Emmanuel Macron s'était engagé, en 2017, à sortir du glyphosate dans les trois ans, mais il avait parlé un peu vite. Il a ensuite reconnu en 2022 avoir commis "l'erreur" de croire la France capable de se passer seule de ce désherbant.

Le gouvernement a finalement seulement restreint ses usages, l'interdisant notamment aux particuliers et aux collectivités. Ces dernières années, les ventes de glyphosate ont bien reculé en France, de l'ordre de 30 % depuis 2015. L'autorisation de l'Union européenne devait expirer à la fin de l'année d'où la proposition de la commission de prolonger de dix ans.

Pas de consensus sur ses effets sur la santé

Problème, la question de ses effets sur la santé n'a jamais été tranchée, en l'absence de consensus scientifique sur son éventuelle dangerosité. Le Centre international de recherche sur le cancer (CIRC) de l'Organisation mondiale de la santé (OMS) a classé en 2015 le glyphosate comme un "cancérogène probable" pour les humains.

_DONNÉES AFFICHÉES_
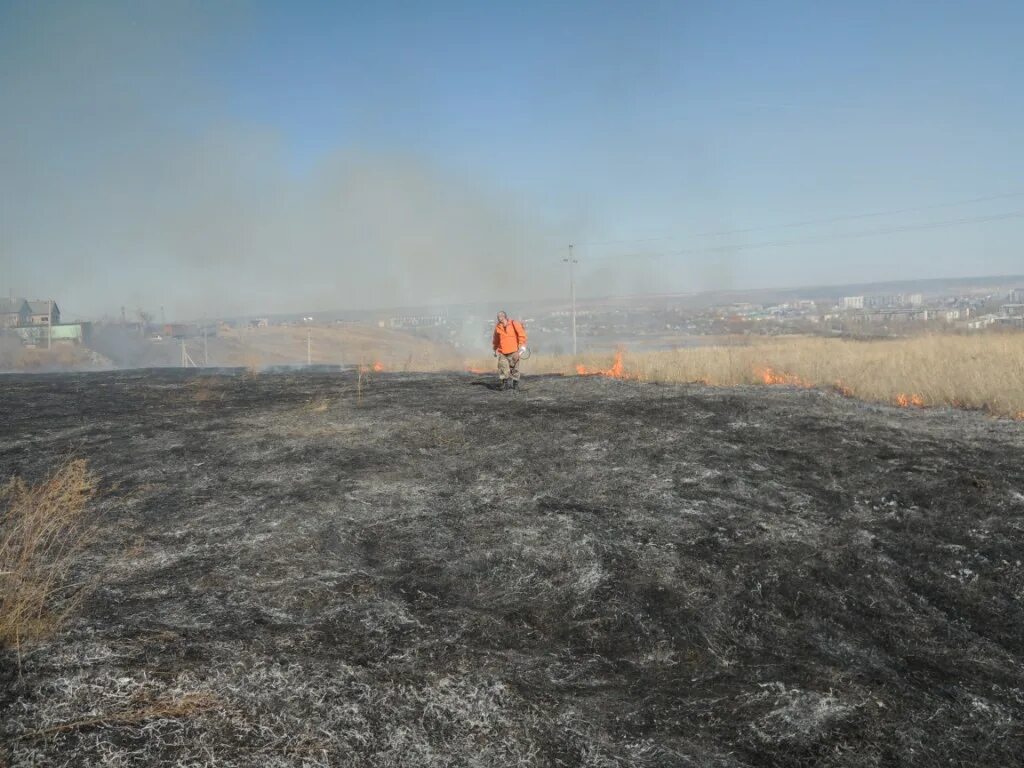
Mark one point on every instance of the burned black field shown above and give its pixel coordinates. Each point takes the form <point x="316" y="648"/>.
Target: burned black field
<point x="306" y="569"/>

_OBJECTIF VISÉ_
Selon l'extrait, pourquoi la commission a-t-elle proposé de prolonger l'autorisation du glyphosate de dix ans ? Répondez en une à trois phrases.

_RÉPONSE ATTENDUE_
L'autorisation du glyphosate par l'Union européenne devait expirer à la fin de l'année. C'est pour cette raison que la commission a proposé de la prolonger de dix ans.